#### WORK INSTRUCTION
Extend the passage on accelerating BLAST with shared internal storage, picking up right after its final sentence.

#### TEXT EXCERPT
The most widely used of these tools today is known as BLAST (Basic Local Alignment Search Tool). As the acronym suggests, BLAST is intended to be a high-speed application. BLAST finds statistically probable similarities and patterns in data such as DNA sequences, proteins, or nucleotides. There’s no question that BLAST has revolutionized the industry it serves, and there’s also no question that all this analytical power requires high-performing processors.
The Challenge BLAST requires greatly accelerated performance in order to keep pace with demanding search analyses. Just three years ago, an NFS array was more than adequate to manage BLAST queries, but recent improvements in processor speeds, as well as a need for additional servers, means an NFS array is now an unavoidable, productivity-slashing bottleneck, one that becomes far more expensive and time-intensive to manage as the bottlenecks persist and workarounds are sought.
Overburdened arrays can no longer serve data at the pace the CPU needs it. As a result CPU rates are getting lower and lower and are now far from their optimal speed, and all resources, including humans, spend far more time waiting for data than analyzing and interpreting it.
Organizations with a limited technology acquisition budget, but a strong internal commitment to solving problems, are challenged to look beyond the typical answers to this severe decline in performance. After an in-depth evaluation of business needs, some companies have discovered a Shared Internal Storage (SIS) approach that makes use of unused disk inside computing nodes will overcome this challenge.
The Solution The pioneers in SIS, Seanodes, is able to achieve a twofold increase in BLAST speeds thanks to its Exanodes™ software. Exanodes transforms the storage components inside computing servers into a high-end virtualized storage pool, enabling users to quickly identify and take advantage of under-utilized internal storage capacity. With each node functioning as both a computing and storage server, the need and expense of buying and maintaining dedicated storage arrays is eliminated, thereby enabling full infrastructure consolidation.

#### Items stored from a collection
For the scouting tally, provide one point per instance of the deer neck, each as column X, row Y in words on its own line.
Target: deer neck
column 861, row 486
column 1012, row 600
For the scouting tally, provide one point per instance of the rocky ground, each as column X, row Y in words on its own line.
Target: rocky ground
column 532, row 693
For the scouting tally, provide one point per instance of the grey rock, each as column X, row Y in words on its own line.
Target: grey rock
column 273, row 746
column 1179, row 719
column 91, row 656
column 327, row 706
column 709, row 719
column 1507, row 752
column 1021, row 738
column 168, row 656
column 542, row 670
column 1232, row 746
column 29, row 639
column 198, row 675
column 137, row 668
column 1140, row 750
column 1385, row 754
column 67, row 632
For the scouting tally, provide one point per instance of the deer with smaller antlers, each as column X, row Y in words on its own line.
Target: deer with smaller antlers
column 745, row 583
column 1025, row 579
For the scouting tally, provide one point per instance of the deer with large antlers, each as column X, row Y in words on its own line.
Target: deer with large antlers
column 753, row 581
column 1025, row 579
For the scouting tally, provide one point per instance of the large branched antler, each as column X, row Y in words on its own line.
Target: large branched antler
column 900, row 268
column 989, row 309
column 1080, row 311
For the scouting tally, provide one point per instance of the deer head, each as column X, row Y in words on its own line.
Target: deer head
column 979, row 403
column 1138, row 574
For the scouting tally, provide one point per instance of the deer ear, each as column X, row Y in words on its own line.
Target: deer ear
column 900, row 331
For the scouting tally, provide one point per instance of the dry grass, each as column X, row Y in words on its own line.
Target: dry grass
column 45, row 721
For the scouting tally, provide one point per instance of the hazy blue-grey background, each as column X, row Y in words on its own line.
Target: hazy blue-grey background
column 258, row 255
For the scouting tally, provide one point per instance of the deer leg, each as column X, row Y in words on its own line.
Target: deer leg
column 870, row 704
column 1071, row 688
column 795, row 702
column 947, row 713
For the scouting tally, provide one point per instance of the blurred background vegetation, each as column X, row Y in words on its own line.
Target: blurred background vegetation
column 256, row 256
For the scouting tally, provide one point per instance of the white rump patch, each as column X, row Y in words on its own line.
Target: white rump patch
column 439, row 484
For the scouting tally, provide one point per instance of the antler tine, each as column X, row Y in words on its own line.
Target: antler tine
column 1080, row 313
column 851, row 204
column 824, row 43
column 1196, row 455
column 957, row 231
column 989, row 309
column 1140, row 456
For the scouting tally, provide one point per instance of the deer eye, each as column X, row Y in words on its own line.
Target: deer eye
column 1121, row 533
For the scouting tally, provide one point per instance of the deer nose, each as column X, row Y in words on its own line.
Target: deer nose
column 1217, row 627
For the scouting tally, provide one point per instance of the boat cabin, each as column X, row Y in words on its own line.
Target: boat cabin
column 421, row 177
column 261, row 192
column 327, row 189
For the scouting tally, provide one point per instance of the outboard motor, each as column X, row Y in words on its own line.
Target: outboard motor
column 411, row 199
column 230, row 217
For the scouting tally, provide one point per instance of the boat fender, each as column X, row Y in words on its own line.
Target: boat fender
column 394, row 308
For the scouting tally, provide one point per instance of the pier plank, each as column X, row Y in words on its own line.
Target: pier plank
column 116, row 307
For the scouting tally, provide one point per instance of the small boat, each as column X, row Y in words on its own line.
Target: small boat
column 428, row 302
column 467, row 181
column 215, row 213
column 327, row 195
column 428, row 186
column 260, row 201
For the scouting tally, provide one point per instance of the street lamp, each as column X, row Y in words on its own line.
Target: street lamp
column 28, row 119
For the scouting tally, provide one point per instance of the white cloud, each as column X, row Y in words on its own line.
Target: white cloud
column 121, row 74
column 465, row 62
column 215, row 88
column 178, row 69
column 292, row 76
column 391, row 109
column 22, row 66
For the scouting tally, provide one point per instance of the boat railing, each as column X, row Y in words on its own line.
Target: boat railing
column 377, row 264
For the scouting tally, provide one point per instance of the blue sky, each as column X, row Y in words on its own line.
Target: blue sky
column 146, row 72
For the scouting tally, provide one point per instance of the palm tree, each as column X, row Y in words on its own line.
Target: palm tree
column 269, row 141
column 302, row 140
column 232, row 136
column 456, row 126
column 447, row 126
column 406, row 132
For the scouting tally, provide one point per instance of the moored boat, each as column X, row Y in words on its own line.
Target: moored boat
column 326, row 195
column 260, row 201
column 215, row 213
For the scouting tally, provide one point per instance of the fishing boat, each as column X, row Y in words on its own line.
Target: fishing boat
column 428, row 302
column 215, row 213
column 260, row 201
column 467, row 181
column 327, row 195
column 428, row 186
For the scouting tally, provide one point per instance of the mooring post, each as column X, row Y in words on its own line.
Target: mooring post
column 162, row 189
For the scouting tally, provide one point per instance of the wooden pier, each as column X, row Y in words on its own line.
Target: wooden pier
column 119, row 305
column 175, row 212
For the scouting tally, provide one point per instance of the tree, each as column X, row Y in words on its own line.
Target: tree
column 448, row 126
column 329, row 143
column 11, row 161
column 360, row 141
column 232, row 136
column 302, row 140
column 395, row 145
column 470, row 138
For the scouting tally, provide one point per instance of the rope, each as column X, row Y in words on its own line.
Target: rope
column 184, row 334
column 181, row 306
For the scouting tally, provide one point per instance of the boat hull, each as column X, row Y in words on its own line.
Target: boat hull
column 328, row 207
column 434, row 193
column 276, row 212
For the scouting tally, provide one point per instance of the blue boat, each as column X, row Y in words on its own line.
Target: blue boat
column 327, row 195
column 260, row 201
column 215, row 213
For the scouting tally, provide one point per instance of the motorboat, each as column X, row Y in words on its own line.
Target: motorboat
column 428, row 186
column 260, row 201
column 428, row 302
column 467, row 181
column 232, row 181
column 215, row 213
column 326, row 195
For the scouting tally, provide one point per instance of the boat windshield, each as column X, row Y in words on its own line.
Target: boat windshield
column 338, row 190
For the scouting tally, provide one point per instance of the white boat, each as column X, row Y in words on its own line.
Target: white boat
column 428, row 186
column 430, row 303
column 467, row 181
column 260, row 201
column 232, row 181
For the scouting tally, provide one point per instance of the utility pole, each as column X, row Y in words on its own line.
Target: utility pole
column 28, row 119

#### EXPECTED ANSWER
In addition to increasing BLAST query performance, users realize increased reliability, as the NFS server is no longer a single point of failure. The simplicity of the Exanodes model reduces management time and complexity, and physical installation takes less than two hours.
Just as the field of bioinformatics is changing our understanding of grand biological questions like the human genome, Shared Internal Storage is changing the way we look at network storage technology because the SIS platform radically alters the economics and possibilities in data storage and application processing.
“When we compare return-on-investment figures for Seanodes’ Exanodes versus additional servers, and the gains realized by the SIS model, Exanodes is an investment that is between seven and 10 times more profitable,” said Frank Gana, Seanodes Business Development Director. “Exanodes can allow end users to cancel their storage and server investment for one year, as they are able to do twice the work without adding any components in the infrastructure. In those times of budget restrictions, our technology allows IT directors to keep pace with growing business needs while keeping their CFO happy.”